▸ **Try it**: Your response must be made up of each line in the data below that contains the string "trace".

-- -- --

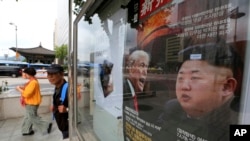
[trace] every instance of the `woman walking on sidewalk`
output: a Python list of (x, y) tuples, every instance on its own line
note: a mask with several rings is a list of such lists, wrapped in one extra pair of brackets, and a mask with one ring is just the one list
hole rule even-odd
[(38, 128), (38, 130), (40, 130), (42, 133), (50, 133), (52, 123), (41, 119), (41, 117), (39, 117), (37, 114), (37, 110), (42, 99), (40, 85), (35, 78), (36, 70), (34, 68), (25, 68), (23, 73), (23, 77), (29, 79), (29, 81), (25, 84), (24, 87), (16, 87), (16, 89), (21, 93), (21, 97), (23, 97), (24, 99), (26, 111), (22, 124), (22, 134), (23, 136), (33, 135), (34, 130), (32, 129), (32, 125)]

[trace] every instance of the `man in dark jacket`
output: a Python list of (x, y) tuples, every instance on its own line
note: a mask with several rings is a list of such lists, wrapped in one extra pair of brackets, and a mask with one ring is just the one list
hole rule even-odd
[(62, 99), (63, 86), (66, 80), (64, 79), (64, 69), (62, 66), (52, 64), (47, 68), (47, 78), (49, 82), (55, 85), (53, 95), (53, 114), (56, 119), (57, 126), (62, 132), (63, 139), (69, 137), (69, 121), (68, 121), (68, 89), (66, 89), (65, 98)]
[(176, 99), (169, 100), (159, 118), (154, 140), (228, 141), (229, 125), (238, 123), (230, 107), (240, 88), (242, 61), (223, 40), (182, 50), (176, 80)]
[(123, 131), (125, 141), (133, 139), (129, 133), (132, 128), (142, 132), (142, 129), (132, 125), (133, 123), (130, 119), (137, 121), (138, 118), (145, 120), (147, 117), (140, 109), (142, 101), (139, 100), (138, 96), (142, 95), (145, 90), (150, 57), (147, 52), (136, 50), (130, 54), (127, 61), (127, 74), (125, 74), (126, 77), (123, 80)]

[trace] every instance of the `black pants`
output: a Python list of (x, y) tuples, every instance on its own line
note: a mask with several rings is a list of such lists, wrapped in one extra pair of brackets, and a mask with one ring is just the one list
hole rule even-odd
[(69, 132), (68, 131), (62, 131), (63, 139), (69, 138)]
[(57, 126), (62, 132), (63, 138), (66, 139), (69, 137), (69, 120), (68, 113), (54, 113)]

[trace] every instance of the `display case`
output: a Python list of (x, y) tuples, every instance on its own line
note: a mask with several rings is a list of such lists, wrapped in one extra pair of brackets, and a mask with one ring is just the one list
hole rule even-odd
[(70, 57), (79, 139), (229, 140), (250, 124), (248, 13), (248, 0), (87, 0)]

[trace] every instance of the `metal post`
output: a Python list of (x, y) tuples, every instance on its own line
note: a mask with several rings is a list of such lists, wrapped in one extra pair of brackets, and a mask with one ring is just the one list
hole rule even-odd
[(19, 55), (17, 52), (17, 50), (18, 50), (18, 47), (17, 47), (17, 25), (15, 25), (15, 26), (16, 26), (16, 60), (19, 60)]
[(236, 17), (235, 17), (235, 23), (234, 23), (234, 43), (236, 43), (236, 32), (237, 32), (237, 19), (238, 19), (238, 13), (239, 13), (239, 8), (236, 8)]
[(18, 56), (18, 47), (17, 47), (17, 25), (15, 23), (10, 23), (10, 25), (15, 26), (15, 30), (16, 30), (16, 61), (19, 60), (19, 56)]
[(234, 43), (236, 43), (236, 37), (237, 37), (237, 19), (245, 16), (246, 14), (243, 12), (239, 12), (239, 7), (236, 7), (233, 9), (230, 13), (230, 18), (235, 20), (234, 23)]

-- -- --

▸ **Answer for this exercise**:
[trace] every instance of the `woman walking on sidewalk`
[trace] every instance of the `man in dark jacket`
[trace] every instance of the `black pants`
[trace] every instance of the `display case`
[trace] every instance of the `metal post`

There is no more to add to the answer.